**Stored data:**
____________________

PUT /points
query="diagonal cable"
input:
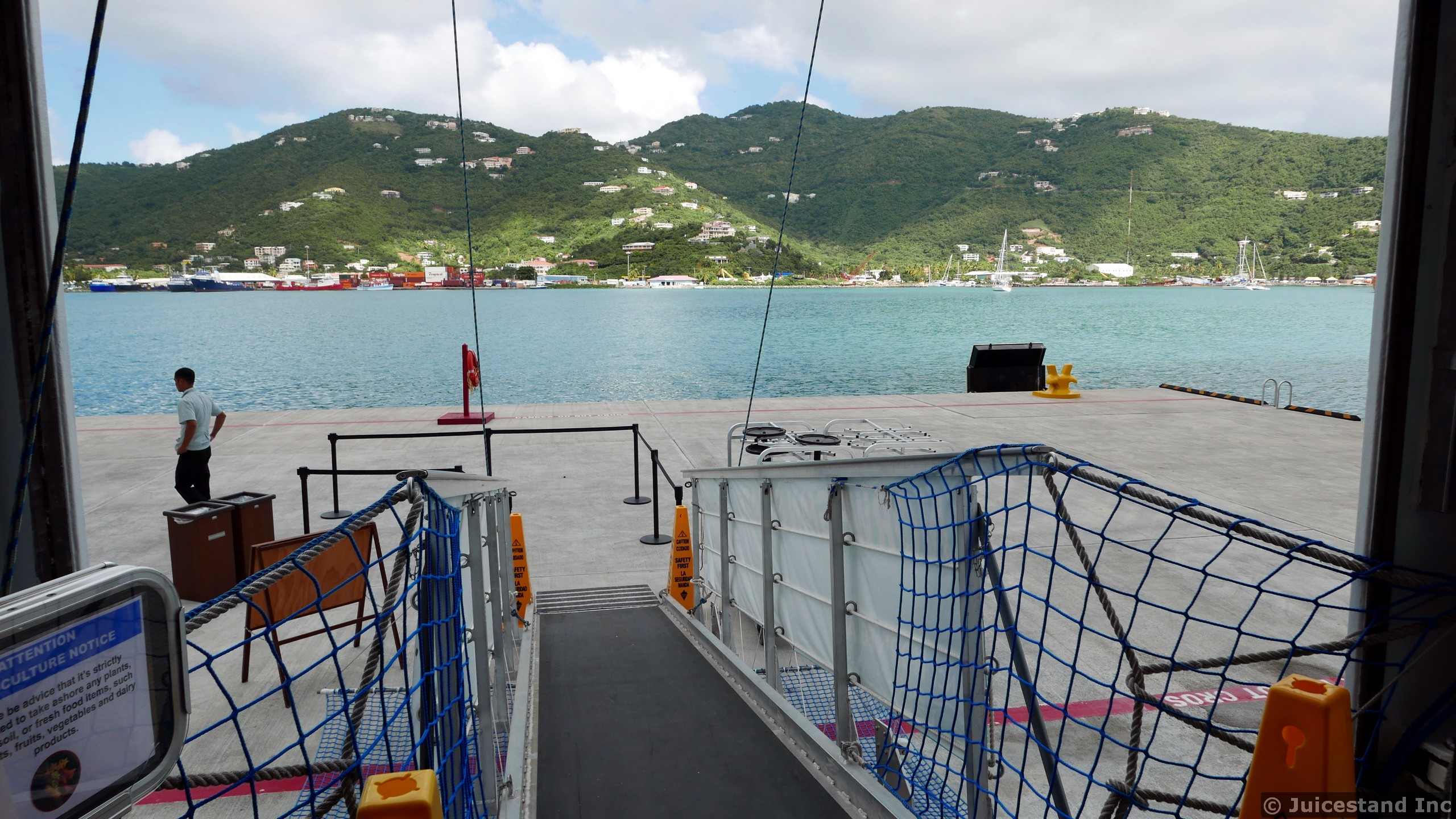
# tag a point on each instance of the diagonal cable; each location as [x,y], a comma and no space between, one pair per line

____________________

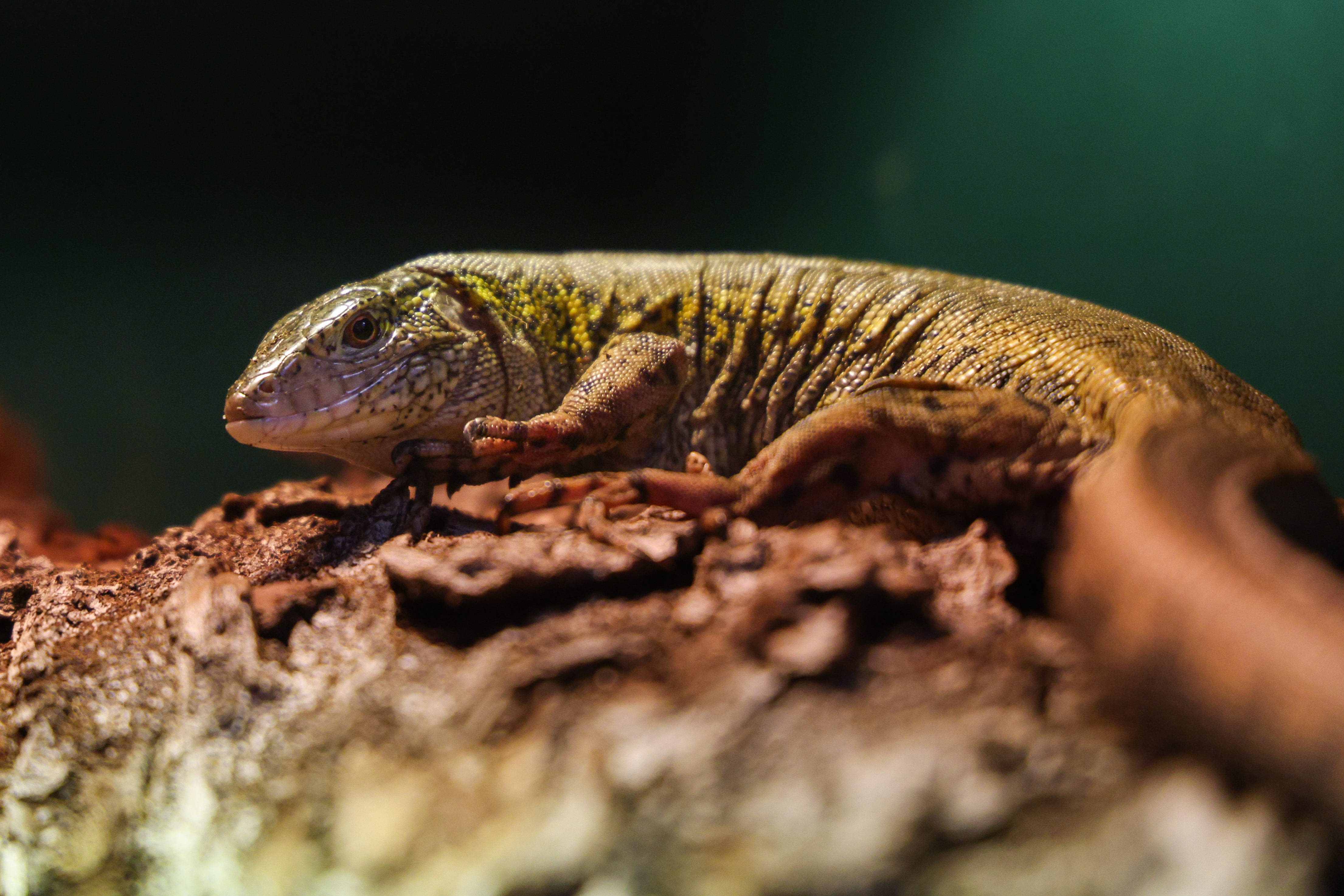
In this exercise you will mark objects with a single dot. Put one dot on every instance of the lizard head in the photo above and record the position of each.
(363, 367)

____________________

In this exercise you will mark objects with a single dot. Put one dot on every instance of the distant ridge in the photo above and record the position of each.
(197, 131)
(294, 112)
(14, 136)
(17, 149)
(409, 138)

____________________

**Problem to work on:**
Which lines in the records above contain the word "diagonal"? Return each of them.

**Response to this task:**
query="diagonal cable"
# tag a point on each instance of the diagonal cable; each location as [x,y], a comma and no space between, one pair per line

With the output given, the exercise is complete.